> **Tarefa 1**
Edite o texto sobre o Homem de Ferro e escreva de novo a parte entre "O cinema de" e "pela Universal (2003).", inclusive. Nela, troque "lucrativo" por "rentável".
> **Tarefa 2**
Prossiga com o texto sobre o Homem de Ferro a partir do ponto em que ele termina.

> **Trecho selecionado**
_____
Elucubrações e sandices:
Ou como um homem de lata foi alçado ao estrelato no papel e na película
Por quase 40 anos, o Homem de Ferro pertenceu ao segundo escalão do panteão da editora, mesmo sendo membro fundador dos Vingadores.
E não por falta de potencial, mas por causa de um simples círculo vicioso: nesse período, os personagens mais populares eram o Homem-Aranha e os X-Men, atraindo os melhores roteiristas e desenhistas por períodos mais longevos, resultando em boas histórias que se refletiam nas vendas.
Mesmo boas passagens, como a de David Micheline e Bob Layton no final dos anos 70 e por boa parte dos 80 (com a célebre história Demônio na Garrafa, que introduzia o tema do alcoolismo na vida de Tony Stark), não eram suficientes para quebrar a sina. Foi só em meados da década de 00 que esse quadro se alterou.
Olhando em retrospecto, diria que uma conjunção de fatores catapultou Tony Stark à posição de destaque no Universo Marvel (mesmo que sua revista solo ainda esteja longe de ser campeã de vendas), e que muitos (senão todos) tiveram a ver com o cinema.
A renascença do gênero de super-heróis no cinema
Tudo começou em 1998, com a adaptação de Blade pelo estúdio New Line. Um personagem do 3º ou 4º escalão da Marvel que obteve êxito relativo de público e crítica, abrindo caminho para a 20th Century Fox apostar em Bryan Singer e seus X-Men em 2000.
O cinema de super-heróis se provou um filão lucrativo com os mutantes, provocando uma corrida dos estúdios pela propriedade intelectual da Marvel (já que a DC pertence ao grupo Time-Warner).
O resultado imediato foi o sucesso de bilheteria ainda maior do Homem-Aranha de Sam Raimi (Columbia/Sony, 2002) e o incrível (haha) Hulk de Ang Lee pela Universal (2003).
Na sequência, as fracas adaptações de Demolidor (2003), Elektra (2005) e Quarteto Fantástico (2005) pela Fox, além do Justiceiro (2004) pela Lions Gate: filmes ruins, mas que renderam uma boa grana na bilheteria.
[quer um panorama mais abrangente sobre o gênero no cinema? Leia aqui]
É provável que a essa altura tenha passado pela cabeça dos executivos da Casa das Ideias que, apesar de estarem ganhando muitos dólares com os acordos de licenciamento (não só dos estúdios, mas também de todo o merchandising advindo do renovado gosto do mercado por suas propriedades), provavelmente estavam deixando de ganhar muito mais se tivessem todo o controle de seus personagens.
Com o Motoqueiro Fantasma já vendido para a Columbia/Sony (estreando em 2007 com Nicolas Cage), só restara para a Marvel a trupe dos Vingadores. Se hoje parece muito, lembre-se que na época o público só tinha olhos para os X-Men e o Homem-Aranha. Homem de Ferro, Capitão América, Thor e cia. iam mal de vendas e de histórias.
Por uns dólares a mais: arrumando a Casa (das Ideias)
De novo, não passa de especulação deste vegetal que vos escreve, mas, de forma consciente ou não, a Marvel deu um tiro certeiro ao designar o então promissor Brian Michael Bendis para revigorar a revista dos Vingadores.
_____
Alguns registros:
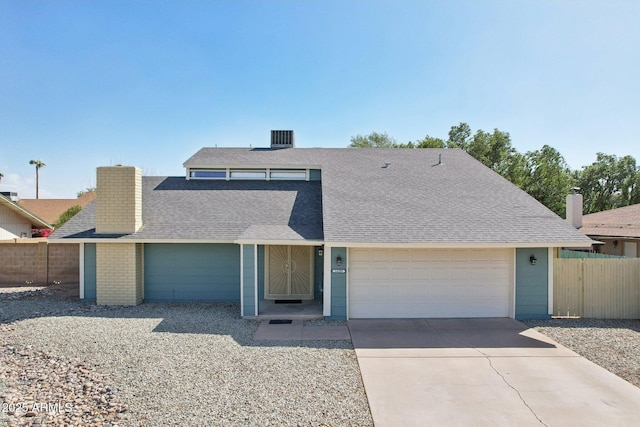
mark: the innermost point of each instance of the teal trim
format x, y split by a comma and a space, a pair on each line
248, 280
260, 273
338, 285
567, 253
318, 273
89, 271
532, 284
182, 272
_____
> **Resposta 1**
O cinema de super-heróis se provou um filão rentável com os mutantes, provocando uma corrida dos estúdios pela propriedade intelectual da Marvel (já que a DC pertence ao grupo Time-Warner).
O resultado imediato foi o sucesso de bilheteria ainda maior do Homem-Aranha de Sam Raimi (Columbia/Sony, 2002) e o incrível (haha) Hulk de Ang Lee pela Universal (2003).

> **Resposta 2**
Bendis fazia bonito em HQs independentes como Jinx, Torso e Powers e fora contratado pela grande M em 2000 para dar vida à linha Ultimate, uma nova abordagem aos tradicionais heróis Marvel sem o peso da cronologia. O sucesso de sua nova versão do Homem-Aranha o levou ao Universo Marvel regular em 2001, com o Demolidor —que viveu uma de suas melhores fases sob a batuta do careca. Ainda em 2001, o prolífico roteirista ajudou na criação do selo MAX, que trazia histórias mais “adultas” e livres da cronologia principal. Sua série Alias foi novamente aclamada.
Chegamos novamente ao ponto chave que coincide com o fim da primeira leva de filmes de heróis, quando Bendis começou sua fase à frente dos Vingadores com a saga A Queda —um exercício de desconstrução da equipe, que causou barulho com a morte “definitiva” de personagens clássicos (entre eles o Visão e o Gavião Arqueiro, que obviamente voltaram dos mortos algum tempo depois) e plantou as bases para a revigoração da linha editorial entre 2004 e 2005, conduzindo o tradicional time de heróis a uma posição que não ocupava há muito tempo (e que sua versão Ultimate por Mark Millar e Bryan Hitch —Os Supremos— conquistara de primeira): a de mais populares da editora.
À reboque, a Marvel trouxe novos autores para revitalizar o trio principal.
Ed Brubaker ficou com o Capitão América, transformando o escoteiro bandeiroso num personagem rico, cheio de nuances e conflitos, em histórias de ação e espionagem.
O poderoso Thor ficou a cargo de J. M. Straczinski, que reintroduziu o panteão nórdico em Midgard (a nossa Terra) após o Ragnarok (espécie de apocalipse para os deuses vikings) no local mais inusitado (uma cidadezinha do Novo México) e da forma mais inesperada (bem, isso você vai ter que descobrir lendo as primeiras edições, que valem à pena).
[curiosidade: Straczinski, que além de roteirista de quadrinhos também ataca na TV e cinema, criou histórias para o antigo desenho animado dos Caça-fantasmas, com destaque para o episódio que faz ligações com o 1º filme e explica tanto os uniformes coloridos do desenho quanto a amizade com o Geleia]
E Warren Ellis assumiu as 6 primeiras edições da nova série do Homem de Ferro (entre 2005 e 2006), o arco conhecido como Extremis, em que estabelece um recomeço para o herói de armadura. Foi o início da mudança de status quo do latinha no Universo Marvel.
Homem de Ferro: Extremis — um reboot que rendeu
A história é um thriller sobre um vírus tecno-orgânico chamado Extremis, desenvolvido por Maya Hansen e Aldritch Killian num laboratório financiado pelas Forças Armadas dos EUA. O experimento é capaz de reescrever o código genético de uma pessoa e transformá-la num super-humano.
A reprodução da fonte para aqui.